**Problem to solve:** Copy the lines from the one that has "# target: baby's eye" through the one that has "Give the mask of every instance of the baby's eye.", changing every "baby's eye" to "infant's eye" and leaving everything else the same.

═════ The input ═════

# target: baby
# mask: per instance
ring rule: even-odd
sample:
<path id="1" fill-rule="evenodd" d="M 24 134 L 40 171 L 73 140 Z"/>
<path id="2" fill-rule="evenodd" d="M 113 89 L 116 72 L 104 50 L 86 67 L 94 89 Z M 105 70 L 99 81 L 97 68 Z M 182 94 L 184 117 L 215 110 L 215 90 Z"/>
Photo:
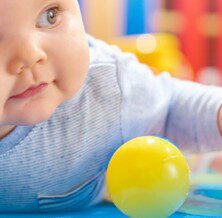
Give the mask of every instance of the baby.
<path id="1" fill-rule="evenodd" d="M 221 88 L 154 76 L 86 35 L 77 0 L 1 0 L 0 212 L 100 202 L 112 154 L 134 137 L 219 150 L 221 105 Z"/>

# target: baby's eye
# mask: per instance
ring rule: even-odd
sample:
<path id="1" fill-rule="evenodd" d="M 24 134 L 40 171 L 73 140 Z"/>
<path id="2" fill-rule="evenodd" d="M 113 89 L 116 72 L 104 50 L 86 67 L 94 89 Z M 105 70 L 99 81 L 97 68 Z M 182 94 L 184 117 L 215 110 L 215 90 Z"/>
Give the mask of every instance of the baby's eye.
<path id="1" fill-rule="evenodd" d="M 45 11 L 39 21 L 37 26 L 38 27 L 50 27 L 54 25 L 57 21 L 59 9 L 58 7 L 50 8 L 49 10 Z"/>

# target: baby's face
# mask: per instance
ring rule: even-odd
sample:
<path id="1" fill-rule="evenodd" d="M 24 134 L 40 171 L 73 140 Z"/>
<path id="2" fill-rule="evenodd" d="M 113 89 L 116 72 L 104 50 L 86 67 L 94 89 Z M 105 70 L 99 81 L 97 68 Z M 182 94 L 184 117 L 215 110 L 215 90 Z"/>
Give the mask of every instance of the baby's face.
<path id="1" fill-rule="evenodd" d="M 88 66 L 77 0 L 0 0 L 0 125 L 48 119 L 81 88 Z"/>

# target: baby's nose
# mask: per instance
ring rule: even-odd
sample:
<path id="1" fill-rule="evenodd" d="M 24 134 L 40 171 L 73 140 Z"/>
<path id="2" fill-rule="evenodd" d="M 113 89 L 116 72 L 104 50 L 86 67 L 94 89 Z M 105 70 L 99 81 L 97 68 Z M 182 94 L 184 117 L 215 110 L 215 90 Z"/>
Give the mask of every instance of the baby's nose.
<path id="1" fill-rule="evenodd" d="M 12 74 L 19 74 L 25 68 L 32 68 L 35 64 L 47 60 L 45 51 L 41 48 L 37 37 L 16 36 L 11 41 L 11 56 L 8 70 Z"/>

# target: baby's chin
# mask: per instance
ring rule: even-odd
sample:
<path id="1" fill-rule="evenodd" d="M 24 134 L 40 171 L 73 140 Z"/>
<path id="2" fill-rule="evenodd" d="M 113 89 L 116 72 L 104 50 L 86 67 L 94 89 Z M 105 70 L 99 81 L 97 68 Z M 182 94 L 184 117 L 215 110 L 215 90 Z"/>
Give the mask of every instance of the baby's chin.
<path id="1" fill-rule="evenodd" d="M 32 126 L 48 120 L 61 104 L 59 96 L 30 100 L 26 104 L 11 108 L 6 115 L 7 125 Z"/>

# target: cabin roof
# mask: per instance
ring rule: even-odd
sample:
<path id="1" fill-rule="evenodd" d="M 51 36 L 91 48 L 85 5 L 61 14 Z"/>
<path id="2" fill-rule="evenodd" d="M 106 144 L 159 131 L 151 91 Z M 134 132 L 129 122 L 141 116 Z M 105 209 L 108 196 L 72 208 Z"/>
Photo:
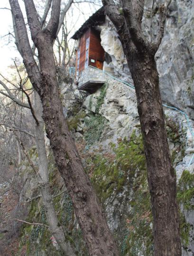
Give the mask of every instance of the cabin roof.
<path id="1" fill-rule="evenodd" d="M 104 9 L 102 6 L 95 13 L 92 14 L 92 16 L 90 16 L 82 27 L 76 31 L 72 38 L 74 40 L 77 40 L 82 37 L 89 28 L 103 23 L 105 19 Z"/>

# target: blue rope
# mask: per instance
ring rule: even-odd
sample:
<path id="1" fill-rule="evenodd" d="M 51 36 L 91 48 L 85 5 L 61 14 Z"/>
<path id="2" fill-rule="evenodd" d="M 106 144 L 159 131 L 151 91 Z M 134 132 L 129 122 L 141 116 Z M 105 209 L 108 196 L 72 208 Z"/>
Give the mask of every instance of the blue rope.
<path id="1" fill-rule="evenodd" d="M 97 68 L 97 67 L 96 67 L 95 66 L 89 66 L 90 67 L 92 67 L 93 68 L 95 68 L 95 69 L 97 69 L 98 70 L 100 70 L 100 71 L 102 72 L 102 73 L 104 73 L 104 74 L 106 74 L 106 75 L 108 75 L 108 76 L 109 76 L 112 78 L 113 79 L 114 79 L 114 80 L 115 80 L 116 81 L 118 81 L 119 82 L 120 82 L 121 83 L 122 83 L 123 84 L 126 85 L 130 87 L 132 89 L 135 89 L 135 87 L 133 85 L 130 85 L 130 84 L 129 84 L 128 83 L 127 83 L 126 82 L 125 82 L 124 81 L 122 81 L 121 80 L 120 80 L 120 79 L 119 78 L 117 78 L 116 77 L 115 77 L 113 76 L 110 75 L 108 73 L 104 71 L 104 70 L 102 70 L 102 69 L 99 69 L 99 68 Z M 184 112 L 184 111 L 182 111 L 181 110 L 179 110 L 178 108 L 177 108 L 176 107 L 171 107 L 170 106 L 168 106 L 167 105 L 166 105 L 166 104 L 163 104 L 162 105 L 164 107 L 167 107 L 168 108 L 171 108 L 171 109 L 174 109 L 174 110 L 176 110 L 176 111 L 178 111 L 178 112 L 181 113 L 182 114 L 183 114 L 183 115 L 185 115 L 185 117 L 186 118 L 186 121 L 187 121 L 187 123 L 188 126 L 188 127 L 189 128 L 189 130 L 190 130 L 190 131 L 191 132 L 191 135 L 193 136 L 193 137 L 194 138 L 194 132 L 193 132 L 192 127 L 191 126 L 191 125 L 190 124 L 189 118 L 189 117 L 188 117 L 188 115 L 185 112 Z M 189 166 L 190 165 L 191 165 L 191 163 L 192 163 L 194 158 L 194 153 L 193 154 L 193 156 L 191 158 L 191 160 L 189 161 L 189 163 L 188 166 Z"/>

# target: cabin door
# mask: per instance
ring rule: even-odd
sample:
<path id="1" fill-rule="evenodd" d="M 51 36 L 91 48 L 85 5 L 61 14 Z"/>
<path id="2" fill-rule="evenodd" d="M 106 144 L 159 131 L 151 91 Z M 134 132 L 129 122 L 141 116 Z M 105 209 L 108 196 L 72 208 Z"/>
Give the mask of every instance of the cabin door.
<path id="1" fill-rule="evenodd" d="M 103 62 L 100 61 L 100 60 L 96 61 L 96 67 L 99 69 L 102 69 Z"/>

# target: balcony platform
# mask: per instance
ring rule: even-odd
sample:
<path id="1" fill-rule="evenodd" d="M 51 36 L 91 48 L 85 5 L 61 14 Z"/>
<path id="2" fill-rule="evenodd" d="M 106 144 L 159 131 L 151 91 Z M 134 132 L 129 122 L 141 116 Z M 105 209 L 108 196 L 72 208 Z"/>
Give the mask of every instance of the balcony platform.
<path id="1" fill-rule="evenodd" d="M 102 70 L 89 66 L 83 70 L 78 79 L 78 89 L 93 92 L 107 80 L 107 75 Z"/>

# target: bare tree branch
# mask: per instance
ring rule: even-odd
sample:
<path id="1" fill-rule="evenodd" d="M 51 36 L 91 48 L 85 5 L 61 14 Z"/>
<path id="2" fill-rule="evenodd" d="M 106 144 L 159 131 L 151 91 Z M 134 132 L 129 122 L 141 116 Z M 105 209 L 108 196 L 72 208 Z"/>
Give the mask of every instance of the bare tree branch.
<path id="1" fill-rule="evenodd" d="M 34 134 L 30 133 L 29 132 L 28 132 L 28 131 L 26 131 L 26 130 L 22 129 L 20 128 L 17 127 L 13 126 L 12 127 L 10 128 L 10 131 L 16 131 L 18 132 L 21 132 L 22 133 L 25 133 L 27 134 L 27 135 L 28 135 L 29 136 L 31 136 L 31 137 L 32 137 L 33 138 L 35 138 L 35 136 Z"/>
<path id="2" fill-rule="evenodd" d="M 53 0 L 51 15 L 46 29 L 51 33 L 53 39 L 56 38 L 59 25 L 61 0 Z"/>
<path id="3" fill-rule="evenodd" d="M 60 17 L 59 22 L 59 25 L 58 25 L 57 30 L 56 33 L 56 35 L 58 35 L 60 29 L 61 29 L 61 26 L 62 26 L 62 24 L 64 22 L 65 17 L 65 16 L 66 13 L 67 12 L 67 11 L 68 10 L 69 8 L 71 7 L 73 2 L 74 2 L 74 0 L 69 0 L 69 1 L 66 5 L 65 8 L 63 9 L 61 14 L 61 17 Z"/>
<path id="4" fill-rule="evenodd" d="M 135 16 L 131 0 L 121 0 L 122 9 L 127 24 L 127 27 L 131 36 L 132 40 L 138 50 L 141 50 L 146 47 L 146 39 L 141 29 L 141 22 L 143 11 L 141 9 L 138 13 L 138 18 Z M 139 0 L 139 2 L 142 2 Z M 136 6 L 136 8 L 138 8 Z"/>
<path id="5" fill-rule="evenodd" d="M 34 41 L 37 33 L 41 31 L 38 16 L 33 0 L 26 0 L 24 3 L 32 39 Z"/>
<path id="6" fill-rule="evenodd" d="M 165 21 L 166 18 L 167 8 L 164 4 L 162 4 L 159 7 L 159 29 L 157 33 L 157 38 L 156 42 L 153 43 L 152 44 L 154 53 L 156 53 L 157 51 L 164 36 Z"/>
<path id="7" fill-rule="evenodd" d="M 15 22 L 22 57 L 34 88 L 38 91 L 42 80 L 31 49 L 24 18 L 18 0 L 9 0 Z"/>
<path id="8" fill-rule="evenodd" d="M 45 224 L 43 224 L 43 223 L 36 223 L 36 222 L 33 222 L 32 223 L 31 223 L 31 222 L 28 222 L 28 221 L 25 221 L 25 220 L 22 220 L 22 219 L 19 219 L 18 218 L 14 218 L 13 219 L 14 220 L 17 220 L 17 221 L 20 221 L 20 222 L 23 222 L 24 223 L 26 223 L 27 224 L 44 226 L 45 227 L 46 227 L 46 228 L 48 228 L 48 226 Z"/>
<path id="9" fill-rule="evenodd" d="M 18 100 L 15 96 L 15 95 L 11 92 L 10 90 L 7 86 L 7 85 L 3 83 L 3 82 L 0 80 L 0 84 L 3 87 L 3 88 L 5 89 L 5 90 L 6 90 L 6 92 L 8 93 L 8 94 L 3 93 L 3 92 L 2 92 L 2 91 L 0 91 L 0 93 L 4 95 L 5 96 L 6 96 L 7 97 L 8 97 L 10 99 L 11 99 L 13 101 L 14 101 L 17 104 L 18 104 L 18 105 L 19 105 L 22 107 L 26 107 L 27 108 L 30 108 L 29 105 L 28 104 L 27 104 L 26 103 L 24 103 L 23 102 L 22 102 L 19 100 Z"/>

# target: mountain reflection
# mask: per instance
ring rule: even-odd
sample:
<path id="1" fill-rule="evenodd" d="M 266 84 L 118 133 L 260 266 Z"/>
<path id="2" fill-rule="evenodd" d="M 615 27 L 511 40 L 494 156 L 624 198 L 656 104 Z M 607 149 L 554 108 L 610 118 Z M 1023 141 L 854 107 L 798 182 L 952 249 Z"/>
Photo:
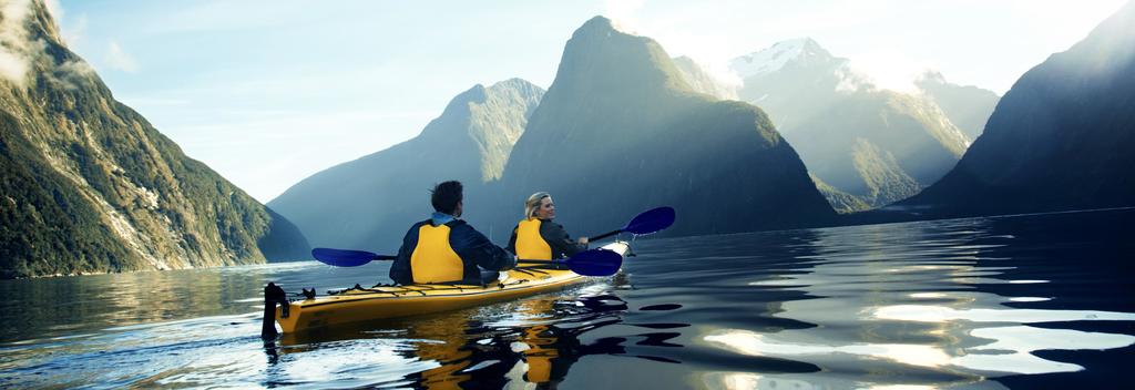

═════

**Output:**
# target: infant's eye
# mask: per instance
ring rule: even-odd
sample:
<path id="1" fill-rule="evenodd" d="M 24 134 L 40 171 L 73 140 Z"/>
<path id="2" fill-rule="evenodd" d="M 113 89 L 116 72 L 104 50 L 86 67 L 94 89 Z M 105 70 L 99 81 L 97 68 Z M 182 94 L 184 117 L 215 110 L 215 90 Z"/>
Give the mask of every instance of the infant's eye.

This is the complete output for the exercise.